Records for the task:
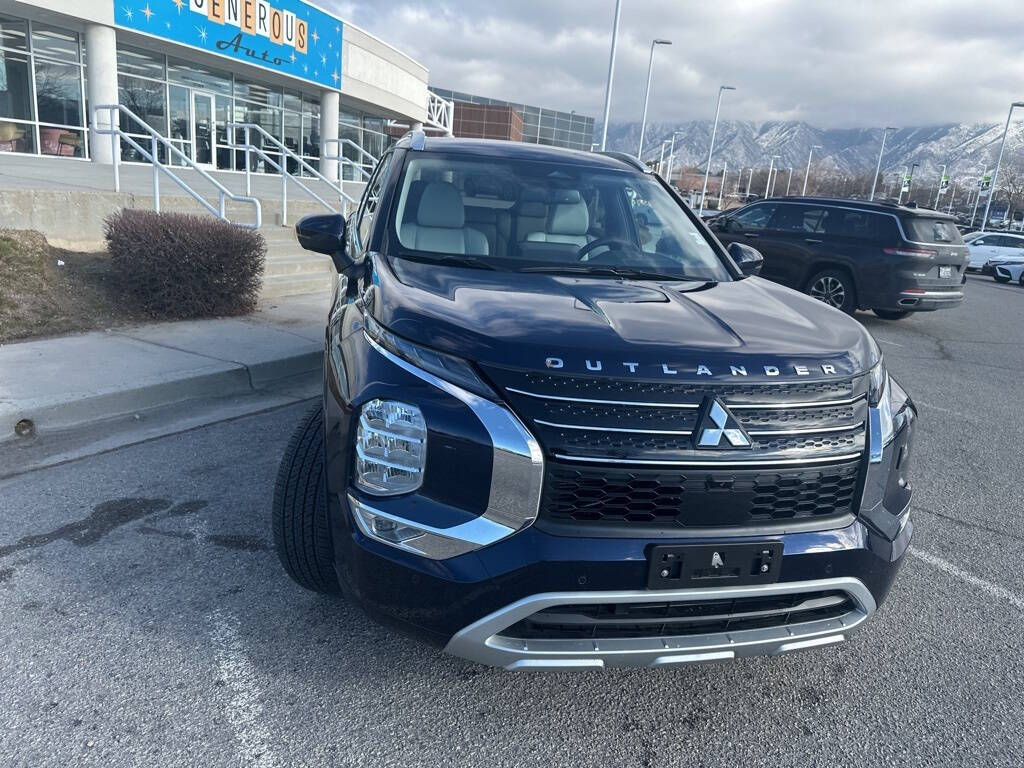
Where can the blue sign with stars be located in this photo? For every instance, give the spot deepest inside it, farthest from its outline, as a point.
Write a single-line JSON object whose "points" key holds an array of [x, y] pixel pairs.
{"points": [[285, 36]]}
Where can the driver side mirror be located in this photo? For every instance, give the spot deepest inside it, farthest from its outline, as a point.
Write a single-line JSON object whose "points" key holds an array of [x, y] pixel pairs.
{"points": [[325, 233], [748, 259]]}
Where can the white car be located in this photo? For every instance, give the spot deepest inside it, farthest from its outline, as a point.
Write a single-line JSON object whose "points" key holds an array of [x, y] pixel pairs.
{"points": [[985, 247], [1007, 272]]}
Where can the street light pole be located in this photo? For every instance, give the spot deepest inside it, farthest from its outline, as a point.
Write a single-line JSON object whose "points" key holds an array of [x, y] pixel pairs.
{"points": [[909, 181], [672, 156], [770, 167], [878, 168], [938, 194], [998, 162], [807, 173], [646, 95], [902, 178], [711, 148], [611, 75]]}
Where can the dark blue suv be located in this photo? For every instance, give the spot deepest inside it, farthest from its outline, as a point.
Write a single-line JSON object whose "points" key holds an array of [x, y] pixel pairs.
{"points": [[561, 432]]}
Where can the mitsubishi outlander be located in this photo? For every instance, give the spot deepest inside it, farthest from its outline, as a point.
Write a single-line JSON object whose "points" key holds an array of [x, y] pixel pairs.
{"points": [[563, 427]]}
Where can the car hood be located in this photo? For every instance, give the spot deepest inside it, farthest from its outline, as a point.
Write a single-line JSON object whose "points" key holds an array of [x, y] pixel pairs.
{"points": [[644, 329]]}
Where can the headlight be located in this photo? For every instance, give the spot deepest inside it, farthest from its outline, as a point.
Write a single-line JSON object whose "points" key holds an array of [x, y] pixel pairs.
{"points": [[446, 367], [390, 448], [888, 401]]}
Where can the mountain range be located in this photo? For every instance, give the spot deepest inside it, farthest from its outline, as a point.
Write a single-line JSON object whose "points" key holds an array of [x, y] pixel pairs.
{"points": [[967, 148]]}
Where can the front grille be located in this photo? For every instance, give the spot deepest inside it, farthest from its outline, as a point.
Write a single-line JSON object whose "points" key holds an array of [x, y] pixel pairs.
{"points": [[698, 498], [677, 619], [624, 451]]}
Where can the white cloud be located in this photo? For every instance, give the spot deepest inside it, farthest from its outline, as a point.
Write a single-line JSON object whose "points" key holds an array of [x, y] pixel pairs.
{"points": [[832, 64]]}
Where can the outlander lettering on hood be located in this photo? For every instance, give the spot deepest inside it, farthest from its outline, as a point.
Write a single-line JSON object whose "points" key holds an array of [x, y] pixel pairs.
{"points": [[700, 369]]}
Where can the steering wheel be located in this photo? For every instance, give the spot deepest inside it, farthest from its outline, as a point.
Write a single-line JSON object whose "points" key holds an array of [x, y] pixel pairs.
{"points": [[584, 252]]}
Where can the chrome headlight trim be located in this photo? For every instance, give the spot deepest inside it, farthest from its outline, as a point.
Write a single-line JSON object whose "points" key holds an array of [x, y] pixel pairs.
{"points": [[517, 471]]}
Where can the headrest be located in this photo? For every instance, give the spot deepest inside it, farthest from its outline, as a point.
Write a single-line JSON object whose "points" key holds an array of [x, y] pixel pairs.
{"points": [[534, 209], [568, 218], [565, 196], [441, 207]]}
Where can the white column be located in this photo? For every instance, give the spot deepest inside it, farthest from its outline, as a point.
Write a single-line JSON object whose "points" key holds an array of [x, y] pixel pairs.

Instruction: Quote each record exactly as it stands, minus the pictures.

Full output:
Where can the blue sign with stars be located in this photo? For every instance, give the spot deepest inside it, farthest from its outline, as a point.
Write a single-line JSON object whose "points" key holds an array of [x, y] pixel pairs.
{"points": [[285, 36]]}
Where can the driver side mirror be located in this photo? For every instance, give the spot deepest inside it, farthest from its outline, as a point.
Write a single-line JSON object whose "points" key holds an array of [x, y] pixel pairs.
{"points": [[325, 233], [748, 259]]}
Where can the white car be located in this photo? For every instance, give the spot deepest inside it, farthest from its outline, as a point.
Write a single-line JSON object whose "points" key holds an array of [x, y] pixel pairs.
{"points": [[985, 247], [1007, 272]]}
Where can the street light pole be located in this photo? For every instance, give the spot deepest inside it, farthest from its outline, as a point.
Write a single-line JSON object whose "points" key holds an array of [x, y] pixel pairs.
{"points": [[909, 181], [672, 156], [770, 167], [878, 168], [938, 194], [998, 162], [807, 173], [646, 95], [902, 178], [711, 148], [611, 75]]}
Where can the dark blue suv be located in this photo? For every instance, give the spot deepest inside it, farthest from its outline, as a point.
Write a single-line JSON object whose "points" key holds an array of [x, y] pixel pairs.
{"points": [[561, 432]]}
Where can the mitsubishi outlander be located in this photo? For every instance, give the spot deepest inside it, farthest from its outline, as a point.
Write a single-line JSON object whose "points" key holds an array of [x, y] pixel pairs.
{"points": [[563, 427]]}
Where can the car hood be located in this photo? For every instance, give the spot deepest inside it, farthest from its outline, as a point.
Write a single-line JSON object whose "points" key holds an array of [x, y] pixel pairs.
{"points": [[644, 329]]}
Where can the headlight be located in this photo? For every instance, give the spot deepest inside it, farthest from its outline, as a point.
Write a single-line JSON object whose "points" key holds an array of [x, y] pixel pairs.
{"points": [[446, 367], [390, 448], [888, 401]]}
Where can the mountain range be located in this photo? For every instance, give the spot deepest inside it, farthest from its outline, as a point.
Write a single-line JSON object whose "points" key holds an array of [x, y] pixel pairs.
{"points": [[967, 148]]}
Where can the front grille be located in this photo? For every instance, give the spot deepest inside it, farthest from its outline, as a point.
Write a single-line JSON object whose "points" key holds an array of [x, y] pixel pairs.
{"points": [[698, 498], [677, 619], [624, 451]]}
Where can the white cloud be located in this photo? For every instance, give the spot deepest inside it, farthest from its outline, as a point.
Write a single-line JSON object whose "points" key holds an array of [x, y] pixel pairs.
{"points": [[832, 64]]}
Where can the outlander lettering on hood be located in this photo? For every instance, give the spot deepest inside it, farthest from its outline, as a point.
Write a single-line JSON object whose "points" key holds an array of [x, y] pixel pairs.
{"points": [[700, 369]]}
Where can the steering wheel be located in this photo? For every instance, give the spot deepest inside it, farthest from its outline, as a point.
Write a single-line JSON object whose "points" key holds an array of [x, y] pixel pairs.
{"points": [[584, 252]]}
Where can the chrome headlight trim be located in this photo? For every instance, give the spot deepest inside it, farthest from its outline, as a point.
Write a single-line JSON object whose "points" key holds an array of [x, y] pixel pairs.
{"points": [[517, 471]]}
Where can the headrest be located in this photo? For every instance, give the spot deepest inside it, farthest from its outline, as a point.
Write a single-line JSON object whose "points" key holds an array of [x, y] pixel pairs.
{"points": [[534, 209], [568, 218], [565, 196], [441, 207]]}
Where can the white column be located in this photo? For every instance, give the spot deepest inside it, farthest from its outline, as a point.
Write a single-line JSON object whose "points" key holds an array of [x, y] pixel pairs.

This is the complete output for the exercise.